Un autre point d’achoppement se fait jour entre les deux interlocuteurs : la question de l’usage de la violence révolutionnaire.
« WELLS. — Je suis attentivement la propagande communiste en Occident et il me semble que cette propagande, dans les conditions modernes, a l’air tout à fait démodée, car elle est la propagande de l’action violente [...].
STALINE. — Les communistes n’idéalisent nullement la méthode de la violence. Mais les communistes ne veulent pas être pris au dépourvu, ils ne peuvent pas compter que le vieux monde quittera lui-même la scène ; ils voient le vieil ordre se défendre par la force, et c'est pourquoi les communistes disent à la classe ouvrière : préparez-vous à répondre à la violence par la violence, faites tout votre possible pour que le vieil ordre en déclin ne vous écrase pas, ne lui permettez pas d’enchaîner vos mains qui doivent le renverser. »
« La révolution, le remplacement d’un ordre social par un autre a toujours été une lutte, une lutte douloureuse et cruelle, une lutte à mort », ajoute Staline. Wells avance ensuite l’idée que le capitalisme est « réformable » afin de parvenir à la justice économique. Une position immédiatement battue en brèche par Staline :
« WELLS. — La différence entre une petite révolution et une grande réforme est-elle bien grande ? De grandes réformes ne sont-elles pas une petite révolution ?

• [LIGNES FOURNIES]
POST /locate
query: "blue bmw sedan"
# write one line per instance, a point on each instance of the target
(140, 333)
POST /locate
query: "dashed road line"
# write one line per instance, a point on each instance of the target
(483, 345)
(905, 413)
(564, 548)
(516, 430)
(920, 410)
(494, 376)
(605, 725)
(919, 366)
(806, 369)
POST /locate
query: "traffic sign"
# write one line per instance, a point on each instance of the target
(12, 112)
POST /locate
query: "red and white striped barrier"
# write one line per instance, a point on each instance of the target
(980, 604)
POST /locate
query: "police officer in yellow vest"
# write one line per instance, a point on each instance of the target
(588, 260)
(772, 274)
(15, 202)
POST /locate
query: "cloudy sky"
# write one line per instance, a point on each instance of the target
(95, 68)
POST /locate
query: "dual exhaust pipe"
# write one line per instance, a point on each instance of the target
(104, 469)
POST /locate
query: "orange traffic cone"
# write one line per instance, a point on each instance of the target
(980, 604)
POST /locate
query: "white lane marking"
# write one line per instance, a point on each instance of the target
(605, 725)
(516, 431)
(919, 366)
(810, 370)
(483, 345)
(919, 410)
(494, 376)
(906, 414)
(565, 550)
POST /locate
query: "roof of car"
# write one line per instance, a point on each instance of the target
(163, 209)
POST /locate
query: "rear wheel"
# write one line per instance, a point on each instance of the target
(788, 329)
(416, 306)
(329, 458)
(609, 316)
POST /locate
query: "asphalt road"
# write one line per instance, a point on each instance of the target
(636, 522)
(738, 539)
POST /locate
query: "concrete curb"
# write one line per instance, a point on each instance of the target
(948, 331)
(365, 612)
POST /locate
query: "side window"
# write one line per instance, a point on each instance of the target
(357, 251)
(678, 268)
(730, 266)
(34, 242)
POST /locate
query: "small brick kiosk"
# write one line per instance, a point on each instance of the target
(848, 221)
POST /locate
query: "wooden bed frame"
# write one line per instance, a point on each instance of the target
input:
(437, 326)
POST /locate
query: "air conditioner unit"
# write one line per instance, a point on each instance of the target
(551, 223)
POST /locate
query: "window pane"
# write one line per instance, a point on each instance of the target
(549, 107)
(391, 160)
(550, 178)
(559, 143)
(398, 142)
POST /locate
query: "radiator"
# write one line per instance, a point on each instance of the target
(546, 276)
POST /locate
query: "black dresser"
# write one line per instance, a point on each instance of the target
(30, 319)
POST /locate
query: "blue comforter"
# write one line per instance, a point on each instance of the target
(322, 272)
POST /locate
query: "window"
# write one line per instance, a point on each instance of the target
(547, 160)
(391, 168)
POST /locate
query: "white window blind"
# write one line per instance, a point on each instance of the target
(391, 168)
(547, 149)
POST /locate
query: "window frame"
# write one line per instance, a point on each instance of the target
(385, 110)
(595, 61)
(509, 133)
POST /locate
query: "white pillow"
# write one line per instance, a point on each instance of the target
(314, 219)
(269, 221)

• [CONSIGNE ÉCRITE] Prolongez l'extrait sur l'échange entre Wells et Staline à partir de la question de Wells sur laquelle il s'achève.

• [LA RÉPONSE]
STALINE. — Grâce à la pression d’en bas, à la poussée des masses, la bourgeoisie peut quelquefois consentir telle ou telle réforme partielle, tout en restant sur le terrain du régime économique et social existant. En agissant ainsi, elle estime que ces concessions sont nécessaires dans l’intérêt du maintien de sa domination de classe [...]. La révolution, par contre, signifie le passage du pouvoir d'une classe à une autre. C'est pourquoi aucune réforme quelle qu'elle soit ne peut être caractérisée comme une révolution. »
L’interview se termine sur une note déférente, Wells rendant hommage à son interlocuteur en ces termes : « Je ne puis pas encore porter un jugement sur ce qui a été fait dans votre pays où je suis arrivé hier seulement. Mais j’ai déjà vu les visages heureux d’hommes sains et je sais que vous réalisez quelque chose de considérable. Le contraste avec 1920 est frappant. »
L’écrivain prend congé en mentionnant le rôle du PEN Club, au sein duquel il espère convier des écrivains soviétiques. « Cette organisation défend le droit d’exprimer librement toutes les opinions sans exception, ajoute-t-il. Cependant, je ne sais si une liberté aussi large peut être accordée ici. »
Réponse de Staline : « Cela s'appelle, chez nous, chez les bolcheviks, l’"autocritique". On en fait un grand usage en U.R.S.S. ».
Lors de sa publication en Angleterre, l'interview provoquera une controverse entre deux des plus grands intellectuels britanniques de l'époque, le dramaturge George Bernard Shaw et l'économiste John Maynard Keynes, le premier reprochant à Wells de n'avoir pas compris le discours théorique de Staline, et le second prenant partiellement la défense de Wells.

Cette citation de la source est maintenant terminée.